**Task data:**
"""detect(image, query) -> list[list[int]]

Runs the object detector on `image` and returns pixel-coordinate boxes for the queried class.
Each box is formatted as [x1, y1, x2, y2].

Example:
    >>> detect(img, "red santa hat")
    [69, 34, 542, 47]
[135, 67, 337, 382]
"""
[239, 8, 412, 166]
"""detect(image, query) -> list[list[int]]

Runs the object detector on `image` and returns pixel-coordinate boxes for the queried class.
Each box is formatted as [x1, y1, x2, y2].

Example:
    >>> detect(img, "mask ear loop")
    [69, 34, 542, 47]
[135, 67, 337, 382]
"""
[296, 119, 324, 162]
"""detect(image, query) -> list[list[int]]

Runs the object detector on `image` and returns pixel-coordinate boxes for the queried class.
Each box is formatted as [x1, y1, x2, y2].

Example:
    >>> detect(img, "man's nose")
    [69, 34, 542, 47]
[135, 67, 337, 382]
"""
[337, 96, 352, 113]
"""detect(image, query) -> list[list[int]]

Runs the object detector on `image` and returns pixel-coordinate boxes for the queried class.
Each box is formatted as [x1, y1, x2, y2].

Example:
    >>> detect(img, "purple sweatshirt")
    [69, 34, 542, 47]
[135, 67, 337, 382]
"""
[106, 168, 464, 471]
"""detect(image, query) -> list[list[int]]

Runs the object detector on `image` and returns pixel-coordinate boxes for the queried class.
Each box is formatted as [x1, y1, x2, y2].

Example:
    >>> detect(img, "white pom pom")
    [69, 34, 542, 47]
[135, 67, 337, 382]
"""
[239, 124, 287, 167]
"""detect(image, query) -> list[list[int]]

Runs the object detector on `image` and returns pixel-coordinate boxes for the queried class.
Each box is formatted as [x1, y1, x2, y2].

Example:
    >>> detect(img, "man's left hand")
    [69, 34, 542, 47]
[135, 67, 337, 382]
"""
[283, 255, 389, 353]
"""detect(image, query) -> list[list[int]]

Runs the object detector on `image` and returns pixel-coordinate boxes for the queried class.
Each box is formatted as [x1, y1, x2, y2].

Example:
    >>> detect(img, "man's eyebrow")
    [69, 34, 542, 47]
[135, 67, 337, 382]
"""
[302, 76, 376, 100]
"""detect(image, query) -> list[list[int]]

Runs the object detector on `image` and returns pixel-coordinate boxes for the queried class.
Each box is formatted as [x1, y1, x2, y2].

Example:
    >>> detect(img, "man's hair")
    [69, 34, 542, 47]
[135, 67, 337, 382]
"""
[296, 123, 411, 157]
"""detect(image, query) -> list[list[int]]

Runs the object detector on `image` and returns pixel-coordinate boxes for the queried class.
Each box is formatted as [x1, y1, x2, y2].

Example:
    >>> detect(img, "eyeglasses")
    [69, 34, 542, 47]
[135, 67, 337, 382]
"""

**Aim of the exercise:** Return all of the records above word for word, with no line changed or left out.

**Output for this exercise:**
"""detect(image, query) -> list[list[int]]

Runs the object detector on `image` and returns pixel-coordinate boxes for the queried class.
Each box is formatted as [x1, y1, x2, y2].

Example:
    >>> detect(img, "red santa hat")
    [69, 34, 542, 47]
[135, 67, 337, 382]
"""
[239, 8, 412, 166]
"""detect(image, query) -> list[list[int]]

Runs the object detector on `image` and returns pixel-coordinate boxes for the queried class.
Each box is formatted as [x1, y1, x2, y2].

Example:
    >>> detect(img, "mask ear loop")
    [69, 34, 542, 47]
[135, 67, 337, 382]
"""
[296, 119, 324, 162]
"""detect(image, query) -> list[list[int]]

Runs the object detector on `image` and returns pixel-coordinate boxes for the queried class.
Each box is formatted as [x1, y1, x2, y2].

Example:
    >>> detect(img, "man's nose")
    [69, 34, 542, 47]
[135, 67, 337, 382]
"""
[337, 96, 352, 113]
"""detect(image, query) -> list[list[int]]

Runs the object detector on `image` and returns pixel-coordinate boxes for the queried class.
Each box is formatted as [x1, y1, x2, y2].

Example:
    >>> detect(img, "purple sweatshirt")
    [69, 34, 542, 47]
[135, 67, 337, 382]
"""
[106, 168, 464, 471]
"""detect(image, query) -> list[list[int]]

Runs the object detector on `image` and returns pixel-coordinate boxes for the queried class.
Each box is formatted as [x1, y1, x2, y2].

Example:
    >>> detect(img, "white pom pom")
    [69, 34, 542, 47]
[135, 67, 337, 382]
"""
[239, 124, 287, 167]
"""detect(image, query) -> list[list[int]]

Runs the object detector on `image` and returns pixel-coordinate boxes for the queried class.
Each box is formatted as [x1, y1, x2, y2].

Example:
    >>> detect(img, "man's left hand")
    [69, 34, 542, 47]
[135, 67, 337, 382]
"""
[283, 255, 389, 353]
"""detect(image, query) -> list[list[int]]

Runs the object detector on `image` and returns pixel-coordinate boxes for the queried class.
Each box is formatted as [x1, y1, x2, y2].

Example:
    >>> detect(img, "man's eyebrow")
    [69, 34, 542, 47]
[135, 67, 337, 382]
"""
[302, 76, 376, 100]
"""detect(image, query) -> list[list[int]]

Runs the object detector on `image` and returns pixel-coordinate boxes for the queried class.
Each box is formatted as [x1, y1, x2, y2].

Example:
    >>> detect(img, "man's hair")
    [69, 34, 542, 47]
[135, 67, 337, 382]
"""
[296, 123, 411, 157]
"""detect(image, query) -> list[list[int]]

Runs the object detector on `image` and returns pixel-coordinate boxes for the queried class.
Each box is formatted as [x1, y1, x2, y2].

Example:
    >>> detect(img, "eyeglasses")
    [69, 34, 542, 47]
[135, 67, 337, 382]
"""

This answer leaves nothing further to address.